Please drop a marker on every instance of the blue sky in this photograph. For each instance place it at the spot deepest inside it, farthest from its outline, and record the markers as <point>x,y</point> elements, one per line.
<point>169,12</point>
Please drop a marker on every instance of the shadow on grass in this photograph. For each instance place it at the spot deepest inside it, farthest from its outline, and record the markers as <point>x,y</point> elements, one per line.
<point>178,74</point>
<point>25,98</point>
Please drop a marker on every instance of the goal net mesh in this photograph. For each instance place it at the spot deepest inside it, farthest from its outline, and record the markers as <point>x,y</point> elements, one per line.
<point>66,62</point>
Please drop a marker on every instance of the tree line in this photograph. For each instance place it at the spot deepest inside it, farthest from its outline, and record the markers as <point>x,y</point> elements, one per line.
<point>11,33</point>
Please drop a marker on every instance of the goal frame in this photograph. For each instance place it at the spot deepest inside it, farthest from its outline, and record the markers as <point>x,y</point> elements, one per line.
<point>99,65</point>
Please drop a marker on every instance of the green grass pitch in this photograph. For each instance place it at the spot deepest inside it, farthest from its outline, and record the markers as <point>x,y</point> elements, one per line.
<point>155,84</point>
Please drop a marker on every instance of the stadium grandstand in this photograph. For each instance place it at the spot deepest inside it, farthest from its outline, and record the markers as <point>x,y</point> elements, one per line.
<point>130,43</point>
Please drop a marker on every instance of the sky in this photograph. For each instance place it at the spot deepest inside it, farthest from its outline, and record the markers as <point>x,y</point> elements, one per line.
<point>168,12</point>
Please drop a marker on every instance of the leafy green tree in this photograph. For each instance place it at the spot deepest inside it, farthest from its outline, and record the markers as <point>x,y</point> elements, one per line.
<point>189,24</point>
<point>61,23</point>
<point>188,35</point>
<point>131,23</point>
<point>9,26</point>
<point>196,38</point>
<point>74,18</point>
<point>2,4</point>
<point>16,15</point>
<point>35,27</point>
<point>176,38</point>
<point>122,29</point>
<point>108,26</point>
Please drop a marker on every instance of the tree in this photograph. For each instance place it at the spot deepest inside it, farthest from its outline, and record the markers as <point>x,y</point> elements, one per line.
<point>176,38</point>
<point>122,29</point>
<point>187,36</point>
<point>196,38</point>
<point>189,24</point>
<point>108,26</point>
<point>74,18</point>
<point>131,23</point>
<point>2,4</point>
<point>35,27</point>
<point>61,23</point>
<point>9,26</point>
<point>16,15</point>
──────────────────────────────
* [Task directions] Print the entries once more, identical in every line.

* [Exercise solution]
Please drop a marker on every instance of the blue sky in this photograph. For each instance place it at the spot deepest inside it, farthest from its outline, and record the markers as <point>x,y</point> elements, one per line.
<point>169,12</point>
Please drop a marker on every instance of the shadow on grass in this photograph. For each instance place it at the spot deepest inside it, farthest from its outline, and record the markers as <point>x,y</point> elements, one per line.
<point>178,74</point>
<point>25,98</point>
Please drop a marker on every instance of the goal net mesh in this photograph. For each instance place it at the spot deepest inside it, farthest from its outline, and record the markers as <point>x,y</point> elements, one per line.
<point>66,62</point>
Please drop a marker on every instance of the tree line in this photograph. For each instance place it at the spot deepest inside it, farthest from its outline, and record the markers as <point>x,y</point> elements, one per line.
<point>11,33</point>
Please drop a marker on every instance of the goal frame in this photograph. For each instance place it at the spot deepest inside it, farthest from its outline, and record the markers as <point>x,y</point> elements, one per line.
<point>99,65</point>
Please drop a marker on every instance of the green grass pitch in this photograph. For each instance place it at the spot deepest inside it, farthest from its outline, and record the markers as <point>x,y</point> elements, one per line.
<point>155,84</point>
Please drop a marker on every instance of the stadium grandstand in this photograph. For each instance place it at the spot deepest inside it, farthest from its outline, and record the markers as <point>x,y</point> elements, one per line.
<point>130,43</point>
Please drop a marker on every instance of the sky in this photograph. For each instance place it at the spot deepest inside it, farthest from its outline, and record the markers as <point>x,y</point> elements, one per line.
<point>168,12</point>
Please drop a marker on every instance of the leafy green tree in this photograph. For each instance place it at the spot deepest inside it, farthest from its outline, and record the markers as <point>x,y</point> elements, one per line.
<point>189,24</point>
<point>61,23</point>
<point>188,35</point>
<point>131,23</point>
<point>9,26</point>
<point>196,38</point>
<point>74,18</point>
<point>2,4</point>
<point>16,15</point>
<point>35,27</point>
<point>176,38</point>
<point>122,29</point>
<point>108,26</point>
Please drop a marker on every instance of the tree in this photograph. For each instance place it at the spot deepest inside it, farthest from its outline, and record the markers as <point>x,y</point> elements, one per line.
<point>176,38</point>
<point>122,29</point>
<point>187,36</point>
<point>196,38</point>
<point>189,24</point>
<point>108,26</point>
<point>74,18</point>
<point>131,23</point>
<point>2,4</point>
<point>35,27</point>
<point>61,23</point>
<point>9,26</point>
<point>16,15</point>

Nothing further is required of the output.